## Description of the task
Copy the data exactly; pictures stay out of the copy.

[BEGIN Input data]

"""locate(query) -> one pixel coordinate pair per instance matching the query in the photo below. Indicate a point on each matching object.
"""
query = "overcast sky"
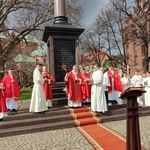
(91, 9)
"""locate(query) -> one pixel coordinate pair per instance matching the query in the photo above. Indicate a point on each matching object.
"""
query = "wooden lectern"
(133, 141)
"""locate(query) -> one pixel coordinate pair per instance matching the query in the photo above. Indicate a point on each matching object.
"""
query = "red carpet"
(100, 137)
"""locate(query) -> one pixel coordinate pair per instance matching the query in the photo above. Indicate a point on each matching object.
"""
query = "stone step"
(36, 128)
(122, 109)
(59, 95)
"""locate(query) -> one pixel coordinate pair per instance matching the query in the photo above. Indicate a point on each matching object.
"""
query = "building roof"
(23, 58)
(38, 52)
(30, 38)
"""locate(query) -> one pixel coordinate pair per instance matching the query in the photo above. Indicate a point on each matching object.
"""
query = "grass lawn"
(25, 93)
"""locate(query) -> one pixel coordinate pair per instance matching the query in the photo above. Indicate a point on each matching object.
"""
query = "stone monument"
(62, 41)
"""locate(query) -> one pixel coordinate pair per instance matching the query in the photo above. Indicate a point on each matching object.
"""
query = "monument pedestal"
(63, 45)
(133, 132)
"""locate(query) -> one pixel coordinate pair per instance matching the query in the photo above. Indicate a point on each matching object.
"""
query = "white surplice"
(137, 81)
(98, 99)
(125, 82)
(38, 102)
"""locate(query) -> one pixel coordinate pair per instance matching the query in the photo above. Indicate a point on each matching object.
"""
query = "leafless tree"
(19, 18)
(138, 12)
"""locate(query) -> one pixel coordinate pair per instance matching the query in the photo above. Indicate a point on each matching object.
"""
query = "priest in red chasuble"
(86, 87)
(115, 85)
(12, 90)
(47, 86)
(73, 81)
(3, 108)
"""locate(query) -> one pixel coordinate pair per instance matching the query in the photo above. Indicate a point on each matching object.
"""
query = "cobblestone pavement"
(64, 139)
(68, 139)
(120, 127)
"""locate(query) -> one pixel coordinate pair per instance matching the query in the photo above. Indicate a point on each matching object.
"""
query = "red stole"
(86, 87)
(47, 86)
(11, 89)
(117, 82)
(3, 107)
(74, 88)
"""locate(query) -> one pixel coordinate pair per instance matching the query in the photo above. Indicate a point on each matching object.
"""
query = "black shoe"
(14, 110)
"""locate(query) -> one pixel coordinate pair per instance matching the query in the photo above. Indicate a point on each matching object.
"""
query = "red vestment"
(47, 85)
(3, 107)
(117, 82)
(86, 87)
(74, 88)
(12, 89)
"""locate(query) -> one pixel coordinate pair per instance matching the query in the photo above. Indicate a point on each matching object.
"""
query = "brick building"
(135, 48)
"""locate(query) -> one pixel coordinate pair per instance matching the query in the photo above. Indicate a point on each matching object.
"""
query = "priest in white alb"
(38, 102)
(98, 99)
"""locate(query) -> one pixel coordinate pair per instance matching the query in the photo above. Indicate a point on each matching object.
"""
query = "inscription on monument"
(64, 54)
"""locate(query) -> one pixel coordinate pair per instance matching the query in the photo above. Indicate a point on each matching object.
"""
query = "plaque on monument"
(64, 54)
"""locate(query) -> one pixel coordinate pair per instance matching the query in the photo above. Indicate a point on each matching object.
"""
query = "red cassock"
(47, 85)
(11, 88)
(74, 88)
(86, 87)
(117, 82)
(3, 107)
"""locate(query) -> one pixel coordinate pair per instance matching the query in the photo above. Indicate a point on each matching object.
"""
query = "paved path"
(67, 139)
(120, 127)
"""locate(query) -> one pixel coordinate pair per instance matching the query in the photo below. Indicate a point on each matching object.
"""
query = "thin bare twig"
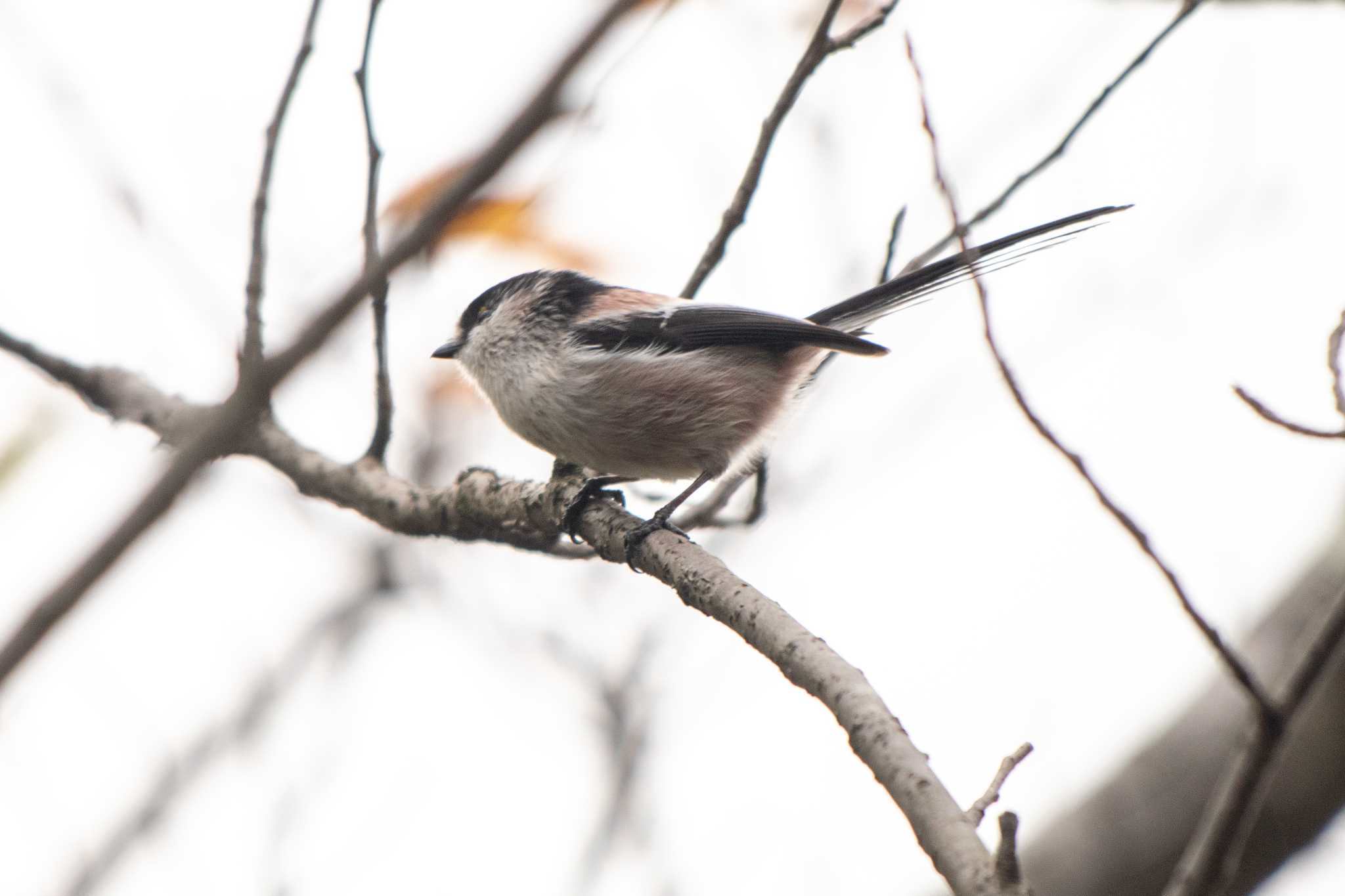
(1279, 421)
(885, 273)
(820, 47)
(1215, 852)
(997, 203)
(250, 356)
(1237, 667)
(482, 505)
(1333, 364)
(992, 796)
(1007, 871)
(382, 383)
(223, 426)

[END Input data]

## Response to the task
"""locate(query) -> one pixel coordinate pair per instance matching the query in the photo below. Indicate a point on each matching object.
"""
query = "overcast sky"
(91, 9)
"""locate(query) -> one pixel coordinate pair per instance matching the query in the photo above. Indicate a point on each matching object.
"""
query = "wooden lectern"
(133, 141)
"""locate(query) -> one pixel coordinate pair per instance matching the query in the photo above. Indicate a point on each matching object.
"""
query = "red carpet"
(100, 137)
"""locate(query) -> one pixel coordinate pair per instance matching the query in the photo above. Indicate a point on each matching object.
"""
query = "stone step"
(36, 128)
(122, 109)
(59, 95)
"""locate(query) -> one pixel coordinate pair per instance matching the query in the photo above. Indicate a point on each matching object.
"""
query = "building roof"
(23, 58)
(38, 52)
(30, 38)
"""locate(query) -> one pixel coordinate pair per instance matching the query in the photo above. Indicate a point on each matching object.
"""
query = "grass lawn"
(25, 93)
"""locate(query) -> one pixel coordinate pair per instance matching the query in the photo above. Indicate a point on each matching object.
"""
query = "stone monument"
(62, 41)
"""locate(query) -> one pixel coordinate pair per instance matching the query in the photo above. Indicate a point on each matching object.
"""
query = "monument pedestal"
(63, 45)
(133, 132)
"""locate(query) -> one pixel coordinate pair per instance matching the query in the photo above. Indicate a point on each matching object.
"""
query = "white surplice"
(137, 81)
(98, 99)
(125, 82)
(38, 102)
"""locate(query) -> one pixel coordinate pair per instance matching the query in the photo above. Indicate a point on each matching object.
"""
query = "leafless tree"
(19, 18)
(138, 12)
"""locate(query) -> one pixel coordinate pair per instance matching the query in the photo above. Indicate a point on each matching object.
"""
query = "priest in red chasuble"
(86, 87)
(115, 85)
(12, 90)
(47, 86)
(73, 81)
(3, 108)
"""locate(query) -> one pixel coordinate pair per instance matching the query in the photo above. Indicate a point on each matching object.
"""
query = "cobblestone pavement"
(64, 139)
(68, 139)
(120, 127)
"""locate(query) -> one pixel coordinate pair per instance matching the query in the photo above. Indicate a point on each matching object.
"""
query = "red stole"
(86, 87)
(47, 86)
(11, 89)
(117, 82)
(3, 107)
(74, 88)
"""locate(query) -> one pixel coordinate pair per instance matching the query in the photo above. Indicate a point on each matching object.
"""
query = "black shoe"
(14, 110)
"""locate(query) -> one pixel coordinate pair per instance matching the query in the photo above. Indicate a point on each matching object.
"""
query = "red vestment"
(47, 85)
(3, 107)
(117, 82)
(86, 87)
(74, 88)
(12, 89)
"""locate(query) -> one pixel coordinate pair per instance matching the query in the photo above. Indicate a point on each matching object.
"""
query = "brick building"
(135, 48)
"""locate(query) -> one pixel coordinate pair per instance matching the query in the photo above. Indicate a point on each matching object.
"""
query = "priest in white alb"
(38, 102)
(98, 99)
"""locate(query) -> one pixel coordinate pair per instance matching the query in the photo above. Indicate a point on each matching object.
"""
query = "inscription on monument"
(64, 54)
"""locate(query) -> one pixel coordinate pair per instance matching the query in the photo above. Indicate a point on each matching object.
"""
query = "plaque on monument"
(64, 54)
"""locate(query) -> one pixel coordinate pair per instance matching the query in the photo above. Indicate a point on each matching object.
"""
query = "red cassock"
(47, 85)
(11, 88)
(74, 88)
(86, 87)
(117, 82)
(3, 107)
"""locate(query) -> one pixel coordinate pair per instance matching the query in the photo above. Indicate a point on each matching object.
"""
query = "paved path"
(67, 139)
(120, 127)
"""locate(query) -> one pixel coordinate pair per instance matching the query in the photo below. Indicate a point on each matching object.
"""
query = "thin bare twig"
(1279, 421)
(885, 273)
(820, 47)
(1215, 852)
(997, 203)
(250, 356)
(1237, 667)
(482, 505)
(1333, 364)
(992, 796)
(1007, 871)
(382, 383)
(223, 426)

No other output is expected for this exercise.